**WORK ORDER**
Scan the records below for the string "sneaker" and return every line where it appears.

**INFORMATION PROVIDED**
+ + + + +
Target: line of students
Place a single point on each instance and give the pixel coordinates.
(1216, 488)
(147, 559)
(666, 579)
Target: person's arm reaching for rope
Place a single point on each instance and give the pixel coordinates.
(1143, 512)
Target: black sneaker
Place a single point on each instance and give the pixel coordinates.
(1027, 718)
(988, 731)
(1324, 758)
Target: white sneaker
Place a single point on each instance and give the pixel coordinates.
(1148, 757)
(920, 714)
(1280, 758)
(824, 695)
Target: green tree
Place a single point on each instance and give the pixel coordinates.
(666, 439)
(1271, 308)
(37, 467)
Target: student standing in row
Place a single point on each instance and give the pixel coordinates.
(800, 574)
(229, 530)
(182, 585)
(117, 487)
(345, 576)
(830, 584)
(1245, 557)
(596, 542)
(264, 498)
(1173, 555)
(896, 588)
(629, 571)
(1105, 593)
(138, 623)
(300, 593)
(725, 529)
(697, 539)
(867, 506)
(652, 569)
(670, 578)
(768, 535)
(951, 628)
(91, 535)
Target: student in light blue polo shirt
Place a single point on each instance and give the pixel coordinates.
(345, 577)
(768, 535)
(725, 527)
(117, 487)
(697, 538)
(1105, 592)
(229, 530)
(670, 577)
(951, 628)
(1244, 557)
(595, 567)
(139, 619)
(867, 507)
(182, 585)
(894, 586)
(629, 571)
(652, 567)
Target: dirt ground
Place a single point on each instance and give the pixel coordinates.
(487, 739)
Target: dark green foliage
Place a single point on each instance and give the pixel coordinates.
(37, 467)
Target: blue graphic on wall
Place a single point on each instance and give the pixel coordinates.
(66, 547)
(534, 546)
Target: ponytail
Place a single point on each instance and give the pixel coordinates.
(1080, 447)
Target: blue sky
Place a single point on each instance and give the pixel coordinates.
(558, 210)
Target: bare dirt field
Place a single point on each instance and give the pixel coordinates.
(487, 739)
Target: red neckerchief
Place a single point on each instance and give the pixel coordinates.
+ + + + +
**REPLY TO THE EXERCISE**
Target: black sneaker
Target: white sneaker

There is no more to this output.